Потом мы шли с барышней по Кузнецкому переулку вверх, и я занимал ее рассказами о своих танцах. Дойдя до дому, я заставил свою спутницу подняться по лестнице и позвонить, потому что мне было не дотянуться до звонка. Пока открывали дверь, барышня исчезла. Няня при виде меня обомлела и, закинув меня на плечо, помчалась назад к пассажу. Перед пассажем увидели мы толпу народа, окружавшего маму, которая билась в истерике. Ей не столько сочувствовали, сколько ее ругали. Встреча была патетическая, но дома меня поставили в угол.
С няней ходил я в Александровский сад, а чаще — в Нарышкинский сквер. Я ехал на трехколесном велосипеде, а няня шла рядом. Узкая полоса тротуара перед выступающим вперед крыльцом университетской типографии была покрыта чугунной плитой с нарезками. Проезжать по ней мне казалось очень опасно и трудно, плита же под колесами велосипеда глухо гремела, и от нарезов по велосипеду бежала жесткая дрожь, от которой в локтях становилось щекотно. В сквере была отгороженная площадка для детских игр. Няньки сидели кругом на лавочках — то был настоящий клуб нянек и гувернанток, а кстати и рекомендательная контора. К няне моей то и дело подходили какие-то женщины в толстых «дипломатах» и непременно — с толстым клетчатым или серым платком на руке. Подсаживаясь, они каким-то льстивым и таинственным голосом говорили:
— Миленькая, не слыхали ли местечка?

* ПРИВЕДЁННЫЕ ЗАПИСИ *
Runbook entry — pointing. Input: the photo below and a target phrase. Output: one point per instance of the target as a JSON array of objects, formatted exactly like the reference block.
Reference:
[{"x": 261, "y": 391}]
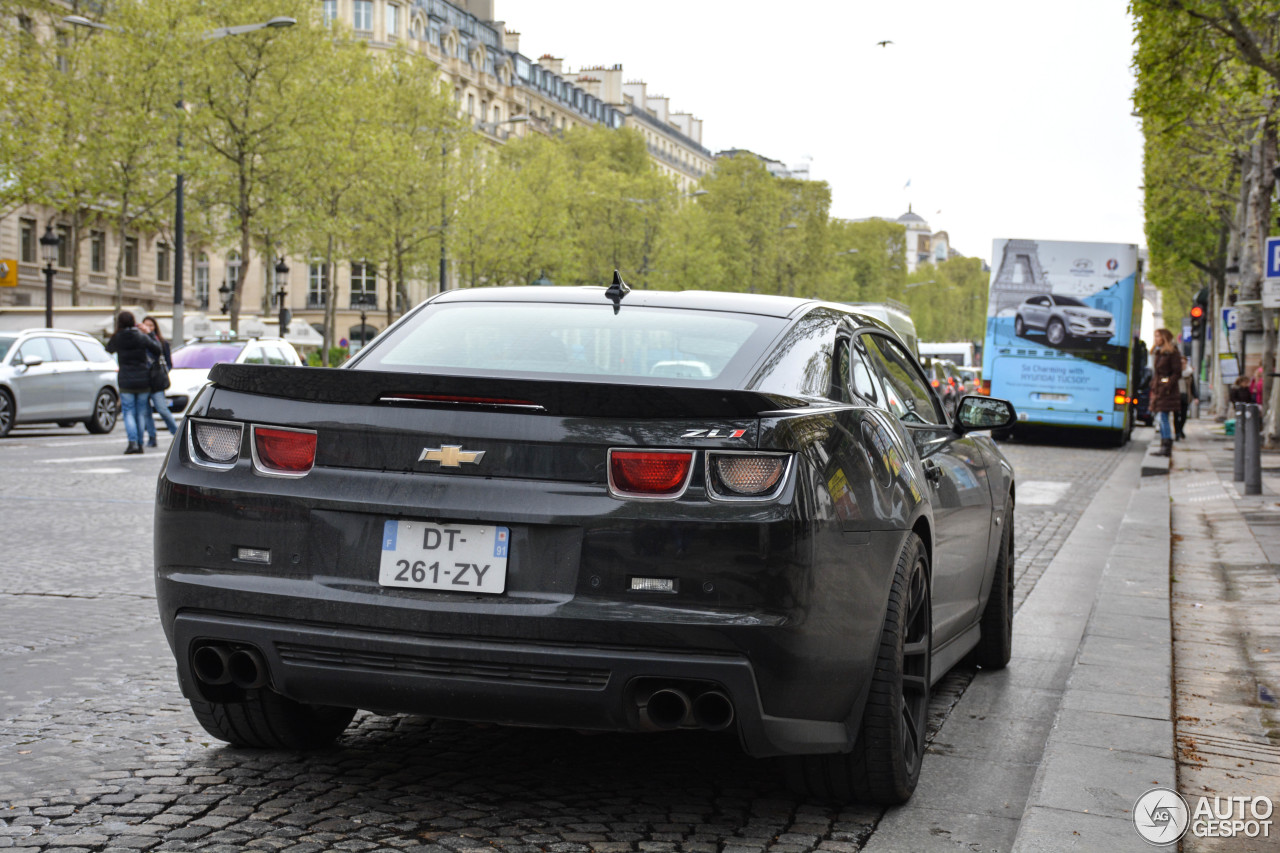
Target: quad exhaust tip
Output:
[
  {"x": 671, "y": 707},
  {"x": 220, "y": 665}
]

* ЗАДАНИЯ *
A) Ответьте по тексту для анализа на следующие вопросы:
(i) Почему рассказчик попросил спутницу подняться по лестнице и позвонить?
(ii) На чём рассказчик ехал, когда ходил с няней в сквер?
(iii) Чем была покрыта узкая полоса тротуара перед крыльцом университетской типографии?
B) Продолжите текст для анализа, начав сразу после реплики «— Миленькая, не слыхали ли местечка?».
Записи составляют отдельный материал и с текстом для анализа не связаны.

* ОТВЕТЫ К ЗАДАНИЯМ *
A)
(i) Рассказчику было не дотянуться до звонка.
(ii) На трехколесном велосипеде.
(iii) Чугунной плитой с нарезками.

B)
Это «местечко» казалось мне чем-то таинственным, чем-то вроде сердечка: оно где-то бьется часто и мелко, как часики, — иногда его, вероятно, можно расслышать, но как и где, и почему именно няня могла его слышать, и зачем оно нужно всем этим женщинам?
В 1918 году, когда большевиками овладела мания ставить памятники, на этой площадке водрузили почему-то памятник Генриху Гейне. Какой-то чахоточный господин с бородкой сидел в кресле, а у ног, ластясь, примостилась полуголая баба с распущенными космами — не то Лорелея, не то Муза. Памятник сделан был из какой-то белой дряни и внутри пуст.